======== Teks Bacaan ========

Setiap kali memasuki periode percaturan kekuasaan lokal-nasional, Jaringan GUSDURian kerap ikut sibuk. Bukan karena terlibat perebutan kekuasaan yang terjadi dalam politik praktis, melainkan karena klaim bahwa GUSDURian mendukung calon A atau merapat kepada calon B. Keyakinan bahwa kepercayaan publik akan berdampak pada kerja-kerja penguatan masyarakat dalam jangka panjang membuat klarifikasi ini menjadi penting. Berulang kali Seknas GUSDURian perlu menegaskan bahwa Jaringan GUSDURian berfokus pada merawat dan melanjutkan perjuangan Gus Dur di ranah gerakan sosial, bukan di politik praktis.

======== Daftar Data ========

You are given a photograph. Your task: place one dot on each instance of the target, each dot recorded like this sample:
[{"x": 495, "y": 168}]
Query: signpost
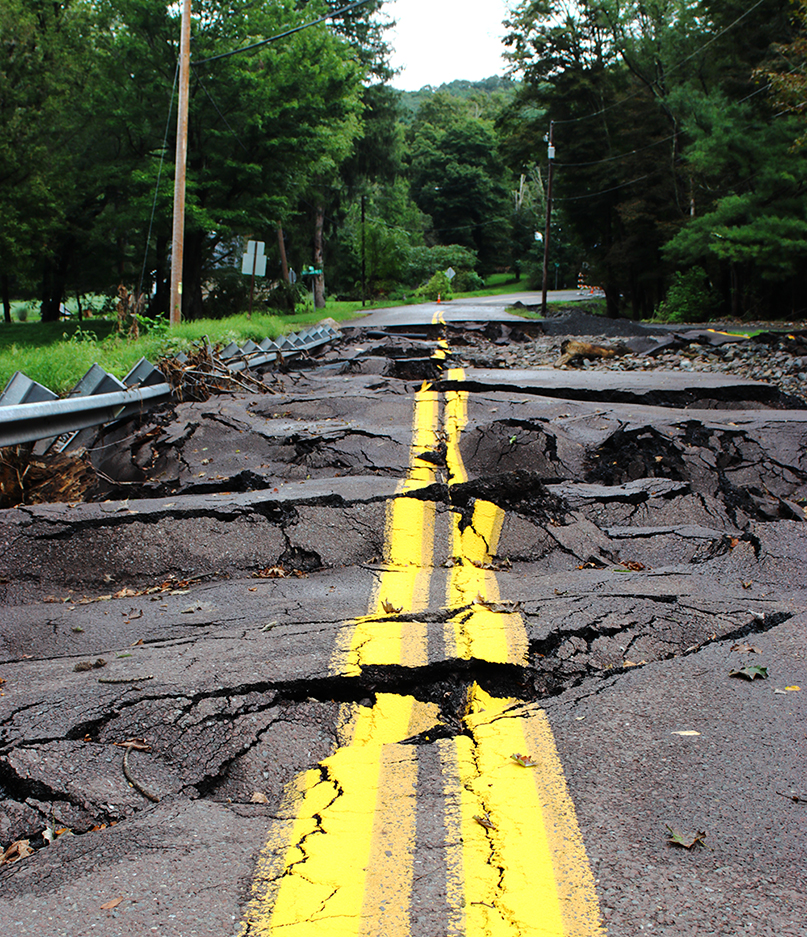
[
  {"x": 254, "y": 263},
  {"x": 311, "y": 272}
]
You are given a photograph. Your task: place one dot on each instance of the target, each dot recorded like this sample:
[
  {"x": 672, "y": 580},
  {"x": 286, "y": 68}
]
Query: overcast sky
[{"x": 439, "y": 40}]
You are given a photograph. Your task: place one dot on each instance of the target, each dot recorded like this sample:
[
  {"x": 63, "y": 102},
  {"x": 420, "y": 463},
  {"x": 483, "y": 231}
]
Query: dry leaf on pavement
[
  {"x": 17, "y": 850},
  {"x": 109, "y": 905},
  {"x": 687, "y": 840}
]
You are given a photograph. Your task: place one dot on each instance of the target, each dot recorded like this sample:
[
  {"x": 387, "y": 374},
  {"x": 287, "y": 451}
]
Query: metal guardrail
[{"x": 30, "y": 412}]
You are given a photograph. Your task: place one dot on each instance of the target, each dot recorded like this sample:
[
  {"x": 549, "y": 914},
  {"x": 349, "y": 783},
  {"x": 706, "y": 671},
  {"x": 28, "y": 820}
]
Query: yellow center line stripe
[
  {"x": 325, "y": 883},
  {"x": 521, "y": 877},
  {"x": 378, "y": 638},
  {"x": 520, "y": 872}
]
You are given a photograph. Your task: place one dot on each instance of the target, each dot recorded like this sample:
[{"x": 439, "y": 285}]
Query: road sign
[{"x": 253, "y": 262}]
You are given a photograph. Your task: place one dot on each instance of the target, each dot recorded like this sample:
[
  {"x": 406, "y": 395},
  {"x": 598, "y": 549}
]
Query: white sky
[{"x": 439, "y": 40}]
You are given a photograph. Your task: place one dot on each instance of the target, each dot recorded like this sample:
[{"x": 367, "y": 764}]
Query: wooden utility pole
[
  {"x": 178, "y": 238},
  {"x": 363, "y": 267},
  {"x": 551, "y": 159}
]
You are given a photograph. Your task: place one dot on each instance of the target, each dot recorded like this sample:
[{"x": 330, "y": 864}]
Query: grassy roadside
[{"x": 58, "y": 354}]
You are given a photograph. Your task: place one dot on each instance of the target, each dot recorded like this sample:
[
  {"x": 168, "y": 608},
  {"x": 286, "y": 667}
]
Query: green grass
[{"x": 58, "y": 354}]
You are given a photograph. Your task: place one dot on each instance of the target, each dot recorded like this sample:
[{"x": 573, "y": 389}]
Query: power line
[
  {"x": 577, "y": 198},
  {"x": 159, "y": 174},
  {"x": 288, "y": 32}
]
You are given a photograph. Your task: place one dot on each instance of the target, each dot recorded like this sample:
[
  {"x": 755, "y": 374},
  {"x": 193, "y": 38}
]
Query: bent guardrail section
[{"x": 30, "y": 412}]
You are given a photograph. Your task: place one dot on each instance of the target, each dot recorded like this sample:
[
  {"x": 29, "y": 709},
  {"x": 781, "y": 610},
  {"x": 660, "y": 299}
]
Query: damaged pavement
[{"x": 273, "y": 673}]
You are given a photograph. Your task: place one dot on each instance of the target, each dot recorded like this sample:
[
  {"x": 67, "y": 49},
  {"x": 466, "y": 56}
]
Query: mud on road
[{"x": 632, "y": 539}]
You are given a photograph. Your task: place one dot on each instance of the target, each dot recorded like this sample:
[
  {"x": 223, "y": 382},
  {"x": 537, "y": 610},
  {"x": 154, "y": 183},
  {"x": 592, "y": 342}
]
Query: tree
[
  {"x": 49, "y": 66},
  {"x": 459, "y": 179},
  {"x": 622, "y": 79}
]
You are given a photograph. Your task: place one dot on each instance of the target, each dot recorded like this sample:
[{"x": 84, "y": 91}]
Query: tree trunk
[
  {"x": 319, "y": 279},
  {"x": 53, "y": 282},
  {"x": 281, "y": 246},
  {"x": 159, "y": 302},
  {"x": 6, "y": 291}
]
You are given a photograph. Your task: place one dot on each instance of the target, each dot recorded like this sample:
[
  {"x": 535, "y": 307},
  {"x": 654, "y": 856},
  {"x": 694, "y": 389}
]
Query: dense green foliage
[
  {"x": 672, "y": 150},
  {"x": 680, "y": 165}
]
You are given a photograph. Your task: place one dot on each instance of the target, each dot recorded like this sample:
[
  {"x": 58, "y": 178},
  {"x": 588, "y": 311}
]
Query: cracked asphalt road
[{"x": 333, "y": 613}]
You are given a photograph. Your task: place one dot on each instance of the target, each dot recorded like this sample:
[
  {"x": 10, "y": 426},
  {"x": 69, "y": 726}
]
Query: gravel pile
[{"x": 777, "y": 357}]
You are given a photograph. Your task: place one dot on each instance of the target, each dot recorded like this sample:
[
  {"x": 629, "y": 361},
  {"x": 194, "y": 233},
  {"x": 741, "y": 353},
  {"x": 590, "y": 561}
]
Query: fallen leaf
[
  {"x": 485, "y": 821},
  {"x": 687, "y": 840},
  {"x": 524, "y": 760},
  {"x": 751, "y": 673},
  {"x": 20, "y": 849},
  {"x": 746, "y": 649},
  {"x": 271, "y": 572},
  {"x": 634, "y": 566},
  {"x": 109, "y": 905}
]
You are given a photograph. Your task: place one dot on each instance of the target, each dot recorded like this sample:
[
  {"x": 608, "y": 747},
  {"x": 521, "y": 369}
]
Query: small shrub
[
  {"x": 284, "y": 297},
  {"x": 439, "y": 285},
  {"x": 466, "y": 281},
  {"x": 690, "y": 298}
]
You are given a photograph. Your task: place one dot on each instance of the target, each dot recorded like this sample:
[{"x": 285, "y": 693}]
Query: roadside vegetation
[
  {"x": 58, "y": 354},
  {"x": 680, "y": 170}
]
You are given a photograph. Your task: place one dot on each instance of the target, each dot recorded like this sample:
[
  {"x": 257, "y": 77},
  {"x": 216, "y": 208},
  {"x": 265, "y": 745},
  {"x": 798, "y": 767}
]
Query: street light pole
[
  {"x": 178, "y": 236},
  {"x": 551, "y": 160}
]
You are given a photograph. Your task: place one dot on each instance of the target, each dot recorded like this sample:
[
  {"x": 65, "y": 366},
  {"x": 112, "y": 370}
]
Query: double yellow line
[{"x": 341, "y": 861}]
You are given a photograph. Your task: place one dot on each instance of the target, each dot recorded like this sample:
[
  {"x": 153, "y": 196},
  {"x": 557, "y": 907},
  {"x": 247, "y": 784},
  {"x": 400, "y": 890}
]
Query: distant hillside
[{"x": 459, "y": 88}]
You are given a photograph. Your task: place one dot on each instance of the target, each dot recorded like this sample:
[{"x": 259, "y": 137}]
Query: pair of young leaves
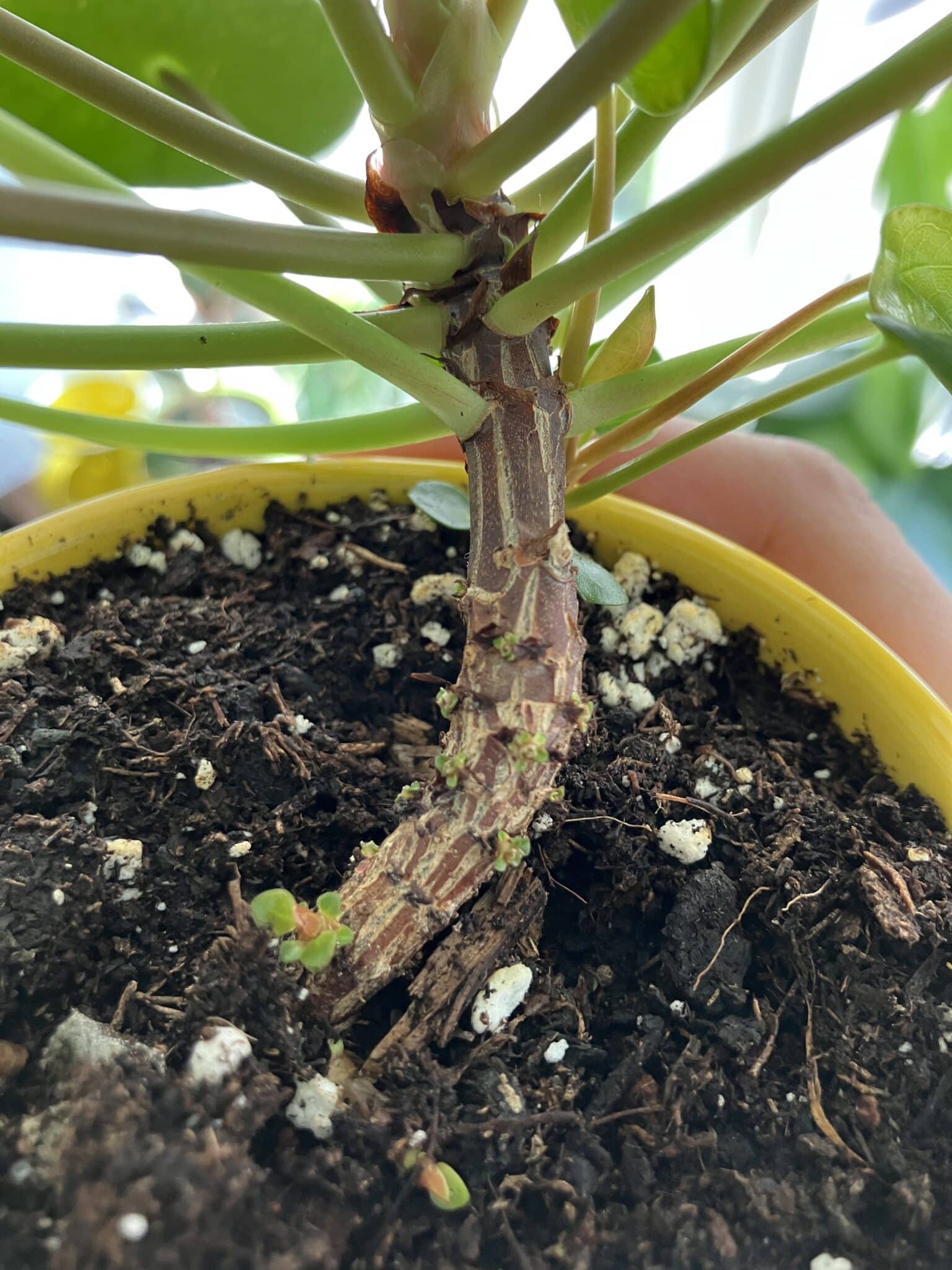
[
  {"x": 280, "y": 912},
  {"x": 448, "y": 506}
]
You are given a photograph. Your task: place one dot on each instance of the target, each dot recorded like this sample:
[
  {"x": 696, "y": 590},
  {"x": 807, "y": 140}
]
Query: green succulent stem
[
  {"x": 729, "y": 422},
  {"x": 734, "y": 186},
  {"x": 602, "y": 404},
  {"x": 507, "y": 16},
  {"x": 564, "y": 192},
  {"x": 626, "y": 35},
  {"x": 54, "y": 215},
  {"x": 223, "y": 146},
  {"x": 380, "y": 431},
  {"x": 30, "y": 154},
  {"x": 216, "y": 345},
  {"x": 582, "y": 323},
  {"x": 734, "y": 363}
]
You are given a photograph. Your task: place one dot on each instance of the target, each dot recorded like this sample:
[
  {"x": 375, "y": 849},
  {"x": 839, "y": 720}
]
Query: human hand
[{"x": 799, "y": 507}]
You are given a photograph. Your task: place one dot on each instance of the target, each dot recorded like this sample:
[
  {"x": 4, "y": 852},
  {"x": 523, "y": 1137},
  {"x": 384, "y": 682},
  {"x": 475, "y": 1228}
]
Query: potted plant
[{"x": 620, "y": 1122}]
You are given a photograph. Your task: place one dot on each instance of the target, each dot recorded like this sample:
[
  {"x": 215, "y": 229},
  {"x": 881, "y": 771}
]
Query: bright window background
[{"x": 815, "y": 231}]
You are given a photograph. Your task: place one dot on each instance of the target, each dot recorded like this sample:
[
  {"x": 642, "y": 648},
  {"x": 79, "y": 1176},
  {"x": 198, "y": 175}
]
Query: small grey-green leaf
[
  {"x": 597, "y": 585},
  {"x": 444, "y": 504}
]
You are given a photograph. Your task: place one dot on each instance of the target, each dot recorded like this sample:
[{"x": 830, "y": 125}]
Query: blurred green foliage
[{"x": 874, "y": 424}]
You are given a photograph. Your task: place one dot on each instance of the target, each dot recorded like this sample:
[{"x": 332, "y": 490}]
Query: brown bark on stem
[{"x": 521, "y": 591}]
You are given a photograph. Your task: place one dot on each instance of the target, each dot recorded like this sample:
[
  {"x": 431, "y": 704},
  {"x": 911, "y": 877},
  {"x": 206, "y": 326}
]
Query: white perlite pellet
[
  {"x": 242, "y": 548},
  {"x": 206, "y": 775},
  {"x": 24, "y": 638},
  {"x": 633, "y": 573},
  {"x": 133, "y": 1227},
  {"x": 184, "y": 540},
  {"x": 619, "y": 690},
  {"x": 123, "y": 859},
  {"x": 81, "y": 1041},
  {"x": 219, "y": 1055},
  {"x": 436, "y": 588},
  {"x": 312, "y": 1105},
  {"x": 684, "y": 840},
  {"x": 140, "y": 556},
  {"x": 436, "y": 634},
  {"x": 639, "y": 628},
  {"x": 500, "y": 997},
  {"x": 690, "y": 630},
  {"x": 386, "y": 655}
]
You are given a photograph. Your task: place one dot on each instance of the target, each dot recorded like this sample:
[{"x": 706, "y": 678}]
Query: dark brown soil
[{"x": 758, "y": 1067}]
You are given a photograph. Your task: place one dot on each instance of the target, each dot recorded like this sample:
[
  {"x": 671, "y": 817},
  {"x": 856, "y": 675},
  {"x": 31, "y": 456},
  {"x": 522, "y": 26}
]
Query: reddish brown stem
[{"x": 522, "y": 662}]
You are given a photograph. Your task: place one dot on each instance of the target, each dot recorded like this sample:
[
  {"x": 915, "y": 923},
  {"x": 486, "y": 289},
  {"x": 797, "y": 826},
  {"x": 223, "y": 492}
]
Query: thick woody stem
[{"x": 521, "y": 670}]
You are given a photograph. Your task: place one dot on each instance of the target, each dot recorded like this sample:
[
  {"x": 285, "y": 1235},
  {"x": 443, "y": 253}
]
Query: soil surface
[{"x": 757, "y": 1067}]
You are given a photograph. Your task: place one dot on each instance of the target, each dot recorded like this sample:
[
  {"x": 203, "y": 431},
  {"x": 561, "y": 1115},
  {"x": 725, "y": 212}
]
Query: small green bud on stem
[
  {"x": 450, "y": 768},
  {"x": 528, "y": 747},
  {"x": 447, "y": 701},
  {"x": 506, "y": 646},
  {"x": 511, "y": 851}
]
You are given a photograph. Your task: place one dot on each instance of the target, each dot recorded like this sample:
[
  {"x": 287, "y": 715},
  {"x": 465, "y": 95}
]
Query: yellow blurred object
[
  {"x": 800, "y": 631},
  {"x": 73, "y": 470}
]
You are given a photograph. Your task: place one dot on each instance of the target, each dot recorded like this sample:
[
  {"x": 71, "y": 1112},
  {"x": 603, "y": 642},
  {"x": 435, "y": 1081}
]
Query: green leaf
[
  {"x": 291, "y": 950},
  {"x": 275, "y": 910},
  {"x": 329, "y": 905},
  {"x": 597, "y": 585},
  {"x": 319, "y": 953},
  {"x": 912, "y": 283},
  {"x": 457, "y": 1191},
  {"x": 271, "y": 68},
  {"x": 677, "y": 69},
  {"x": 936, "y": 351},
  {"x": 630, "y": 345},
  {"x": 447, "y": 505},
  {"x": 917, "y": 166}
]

========

**Soal Latihan**
1. Jawab pertanyaan berikut berdasarkan teks tentang Jaringan GUSDURian:
(a) Klaim apa yang membuat Jaringan GUSDURian kerap ikut sibuk setiap kali memasuki periode percaturan kekuasaan lokal-nasional?
(b) Keyakinan apa yang membuat klarifikasi itu menjadi penting?
(c) Di ranah apa Jaringan GUSDURian berfokus merawat dan melanjutkan perjuangan Gus Dur?
2. Ulangi bagian teks tentang Jaringan GUSDURian, dimulai dengan "Setiap kali memasuki" dan berlanjut terus sampai "di politik praktis.".
3. Kata apa saja dalam teks tentang Jaringan GUSDURian yang berawalan ber-? Sebutkan semuanya sesuai urutan kemunculannya.

**Kunci Jawaban**
1.
(a) Klaim bahwa GUSDURian mendukung calon A atau merapat kepada calon B.
(b) Keyakinan bahwa kepercayaan publik akan berdampak pada kerja-kerja penguatan masyarakat dalam jangka panjang.
(c) Di ranah gerakan sosial, bukan di politik praktis.

2.
Setiap kali memasuki periode percaturan kekuasaan lokal-nasional, Jaringan GUSDURian kerap ikut sibuk. Bukan karena terlibat perebutan kekuasaan yang terjadi dalam politik praktis, melainkan karena klaim bahwa GUSDURian mendukung calon A atau merapat kepada calon B. Keyakinan bahwa kepercayaan publik akan berdampak pada kerja-kerja penguatan masyarakat dalam jangka panjang membuat klarifikasi ini menjadi penting. Berulang kali Seknas GUSDURian perlu menegaskan bahwa Jaringan GUSDURian berfokus pada merawat dan melanjutkan perjuangan Gus Dur di ranah gerakan sosial, bukan di politik praktis.

3. berdampak, Berulang, berfokus